DATA TO EXAMINE –
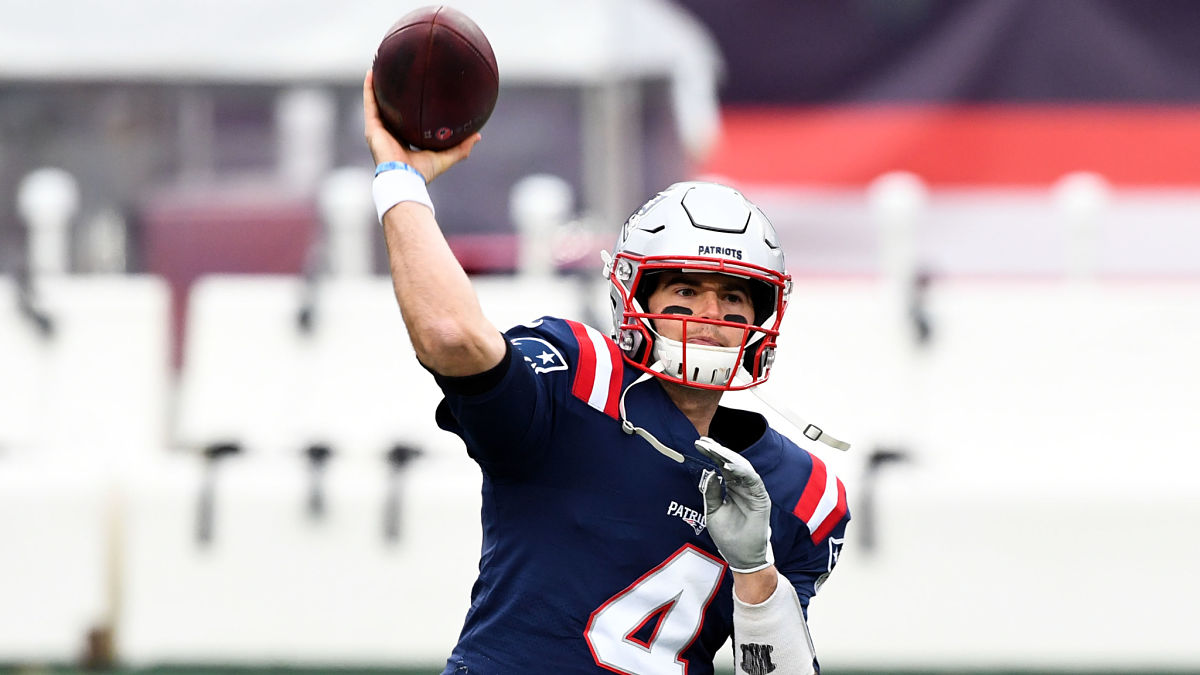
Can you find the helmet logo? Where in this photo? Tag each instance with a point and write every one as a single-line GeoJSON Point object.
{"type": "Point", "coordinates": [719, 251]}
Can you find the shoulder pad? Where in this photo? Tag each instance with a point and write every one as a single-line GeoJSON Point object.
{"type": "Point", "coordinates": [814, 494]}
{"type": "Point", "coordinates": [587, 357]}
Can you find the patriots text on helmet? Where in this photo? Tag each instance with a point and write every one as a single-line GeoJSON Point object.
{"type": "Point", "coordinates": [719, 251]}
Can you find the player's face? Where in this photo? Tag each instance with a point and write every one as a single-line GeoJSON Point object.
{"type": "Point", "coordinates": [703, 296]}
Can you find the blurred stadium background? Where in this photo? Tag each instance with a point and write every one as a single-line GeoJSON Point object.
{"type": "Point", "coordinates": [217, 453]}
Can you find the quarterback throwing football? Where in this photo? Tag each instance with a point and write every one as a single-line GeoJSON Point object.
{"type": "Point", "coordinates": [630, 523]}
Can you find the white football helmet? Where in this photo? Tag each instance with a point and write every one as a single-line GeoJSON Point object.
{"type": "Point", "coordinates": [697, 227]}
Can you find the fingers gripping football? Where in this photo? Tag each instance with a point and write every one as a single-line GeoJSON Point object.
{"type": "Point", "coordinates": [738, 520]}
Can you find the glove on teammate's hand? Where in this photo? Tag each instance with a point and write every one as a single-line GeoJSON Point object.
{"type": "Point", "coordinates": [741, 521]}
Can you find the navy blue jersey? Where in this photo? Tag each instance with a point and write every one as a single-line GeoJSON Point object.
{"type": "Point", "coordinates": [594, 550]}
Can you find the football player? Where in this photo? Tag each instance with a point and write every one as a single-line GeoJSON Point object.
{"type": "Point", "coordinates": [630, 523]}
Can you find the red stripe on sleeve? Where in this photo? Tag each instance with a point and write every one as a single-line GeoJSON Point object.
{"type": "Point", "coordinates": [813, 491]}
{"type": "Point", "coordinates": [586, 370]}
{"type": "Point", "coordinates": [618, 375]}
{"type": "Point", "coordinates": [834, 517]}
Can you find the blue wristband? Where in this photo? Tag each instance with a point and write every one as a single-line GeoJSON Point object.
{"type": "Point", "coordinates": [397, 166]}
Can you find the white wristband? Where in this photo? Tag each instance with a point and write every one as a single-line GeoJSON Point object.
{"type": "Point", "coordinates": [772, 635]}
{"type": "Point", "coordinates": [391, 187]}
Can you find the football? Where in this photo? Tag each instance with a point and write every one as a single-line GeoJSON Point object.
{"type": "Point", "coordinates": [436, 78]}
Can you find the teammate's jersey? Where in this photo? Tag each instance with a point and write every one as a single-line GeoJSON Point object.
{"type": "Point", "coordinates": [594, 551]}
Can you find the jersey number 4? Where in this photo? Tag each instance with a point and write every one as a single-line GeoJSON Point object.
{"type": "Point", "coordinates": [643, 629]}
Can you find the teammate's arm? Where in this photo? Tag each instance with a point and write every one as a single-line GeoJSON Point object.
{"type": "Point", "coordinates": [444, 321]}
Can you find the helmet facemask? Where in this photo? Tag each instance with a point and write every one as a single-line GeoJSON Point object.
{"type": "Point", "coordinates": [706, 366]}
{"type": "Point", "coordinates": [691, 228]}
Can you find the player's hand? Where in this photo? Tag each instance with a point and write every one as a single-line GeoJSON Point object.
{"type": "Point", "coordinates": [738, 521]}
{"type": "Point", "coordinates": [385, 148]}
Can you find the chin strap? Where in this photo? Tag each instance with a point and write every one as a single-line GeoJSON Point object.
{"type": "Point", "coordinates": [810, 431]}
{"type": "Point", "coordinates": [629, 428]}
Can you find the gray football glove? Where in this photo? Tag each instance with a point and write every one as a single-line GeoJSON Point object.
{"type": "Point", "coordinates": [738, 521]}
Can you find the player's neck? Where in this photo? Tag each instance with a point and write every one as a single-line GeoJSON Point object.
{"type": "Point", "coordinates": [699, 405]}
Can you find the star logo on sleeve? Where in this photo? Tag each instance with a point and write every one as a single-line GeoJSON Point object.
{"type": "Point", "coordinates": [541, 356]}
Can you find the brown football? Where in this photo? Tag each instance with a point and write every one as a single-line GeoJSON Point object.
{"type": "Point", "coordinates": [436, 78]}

--

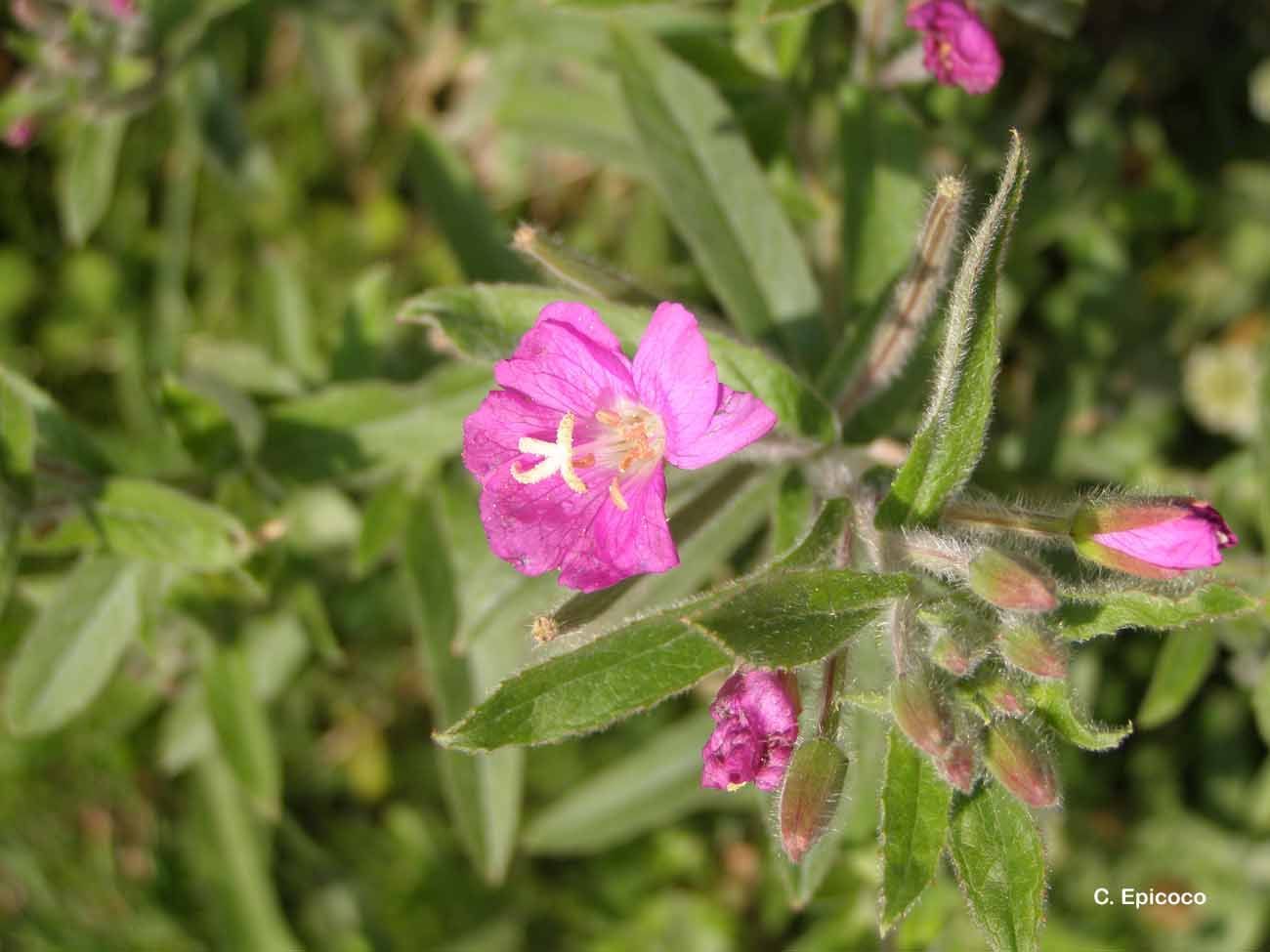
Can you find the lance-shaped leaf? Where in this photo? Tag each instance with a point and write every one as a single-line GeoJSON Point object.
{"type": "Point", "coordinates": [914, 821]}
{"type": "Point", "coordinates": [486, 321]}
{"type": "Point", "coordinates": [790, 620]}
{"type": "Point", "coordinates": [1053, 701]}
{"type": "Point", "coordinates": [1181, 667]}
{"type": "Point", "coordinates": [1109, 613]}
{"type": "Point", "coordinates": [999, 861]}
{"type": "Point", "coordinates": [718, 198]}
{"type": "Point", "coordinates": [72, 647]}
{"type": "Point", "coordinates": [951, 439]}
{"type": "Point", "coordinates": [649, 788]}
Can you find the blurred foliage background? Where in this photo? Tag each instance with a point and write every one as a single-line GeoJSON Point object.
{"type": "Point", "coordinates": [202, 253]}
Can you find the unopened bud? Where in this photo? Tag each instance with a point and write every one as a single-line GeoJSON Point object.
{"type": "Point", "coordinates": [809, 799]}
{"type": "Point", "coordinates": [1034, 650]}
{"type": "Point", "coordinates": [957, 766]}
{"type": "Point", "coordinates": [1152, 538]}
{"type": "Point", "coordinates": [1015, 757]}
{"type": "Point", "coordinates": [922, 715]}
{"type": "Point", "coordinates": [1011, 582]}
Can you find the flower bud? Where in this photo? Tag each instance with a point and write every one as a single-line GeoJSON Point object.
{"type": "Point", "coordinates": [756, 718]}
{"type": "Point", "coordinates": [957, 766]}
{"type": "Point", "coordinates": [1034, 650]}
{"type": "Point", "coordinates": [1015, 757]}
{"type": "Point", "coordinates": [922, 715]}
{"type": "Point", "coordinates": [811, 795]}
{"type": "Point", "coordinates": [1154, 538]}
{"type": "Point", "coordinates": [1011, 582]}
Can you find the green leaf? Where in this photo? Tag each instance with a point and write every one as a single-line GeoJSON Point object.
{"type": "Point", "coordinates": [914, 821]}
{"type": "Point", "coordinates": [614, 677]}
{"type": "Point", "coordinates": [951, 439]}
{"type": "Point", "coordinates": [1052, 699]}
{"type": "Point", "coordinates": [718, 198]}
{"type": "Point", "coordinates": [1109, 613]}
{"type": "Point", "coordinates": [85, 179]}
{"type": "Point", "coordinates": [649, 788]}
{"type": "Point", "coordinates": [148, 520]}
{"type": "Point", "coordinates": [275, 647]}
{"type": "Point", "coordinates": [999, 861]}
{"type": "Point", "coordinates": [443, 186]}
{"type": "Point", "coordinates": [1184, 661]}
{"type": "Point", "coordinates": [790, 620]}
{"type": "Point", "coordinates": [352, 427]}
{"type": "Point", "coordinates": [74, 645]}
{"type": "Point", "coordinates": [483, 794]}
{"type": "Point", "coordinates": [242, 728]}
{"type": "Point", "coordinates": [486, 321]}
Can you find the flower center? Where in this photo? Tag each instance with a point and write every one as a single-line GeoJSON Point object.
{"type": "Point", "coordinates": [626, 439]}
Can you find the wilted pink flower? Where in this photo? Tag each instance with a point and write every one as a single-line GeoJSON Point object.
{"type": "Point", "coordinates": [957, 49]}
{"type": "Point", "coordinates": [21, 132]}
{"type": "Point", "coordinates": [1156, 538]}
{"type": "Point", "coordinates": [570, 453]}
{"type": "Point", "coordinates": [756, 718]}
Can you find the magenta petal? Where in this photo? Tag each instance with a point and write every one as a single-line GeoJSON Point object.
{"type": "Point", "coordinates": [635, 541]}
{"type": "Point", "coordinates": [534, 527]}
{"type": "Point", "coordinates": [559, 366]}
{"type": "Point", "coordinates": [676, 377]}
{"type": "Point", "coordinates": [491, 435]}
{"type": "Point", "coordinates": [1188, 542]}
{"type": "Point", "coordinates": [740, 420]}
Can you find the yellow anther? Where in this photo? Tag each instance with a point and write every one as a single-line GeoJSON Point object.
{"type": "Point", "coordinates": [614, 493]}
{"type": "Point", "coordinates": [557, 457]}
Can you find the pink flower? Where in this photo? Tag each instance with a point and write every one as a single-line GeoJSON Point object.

REQUIRED ACTION – Please reproduce the lines from the line with "Can you find the wilted" to the line with "Can you find the pink", both ends included, exactly as they appear above.

WRITTEN SOLUTION –
Can you find the wilted pink flower? Where in this photo? Tag each instance with a point and write every one as a single-line GeoJSON Point object.
{"type": "Point", "coordinates": [957, 49]}
{"type": "Point", "coordinates": [21, 132]}
{"type": "Point", "coordinates": [1156, 538]}
{"type": "Point", "coordinates": [570, 453]}
{"type": "Point", "coordinates": [756, 718]}
Can you find the magenta petal? Where in this photo? Tag each instance with a point and write every one as a single-line GeoJSON Point object.
{"type": "Point", "coordinates": [635, 541]}
{"type": "Point", "coordinates": [534, 527]}
{"type": "Point", "coordinates": [559, 366]}
{"type": "Point", "coordinates": [676, 377]}
{"type": "Point", "coordinates": [491, 435]}
{"type": "Point", "coordinates": [1188, 542]}
{"type": "Point", "coordinates": [740, 420]}
Can you find the yellow anther? Where in this photo? Tag each instance with a point and write every one as a single-line GeoJSON Point object.
{"type": "Point", "coordinates": [614, 493]}
{"type": "Point", "coordinates": [557, 457]}
Can you find the pink flower? Where in this photo? Tag each instance with a point and write every one as a single-line GeoJSON Point object.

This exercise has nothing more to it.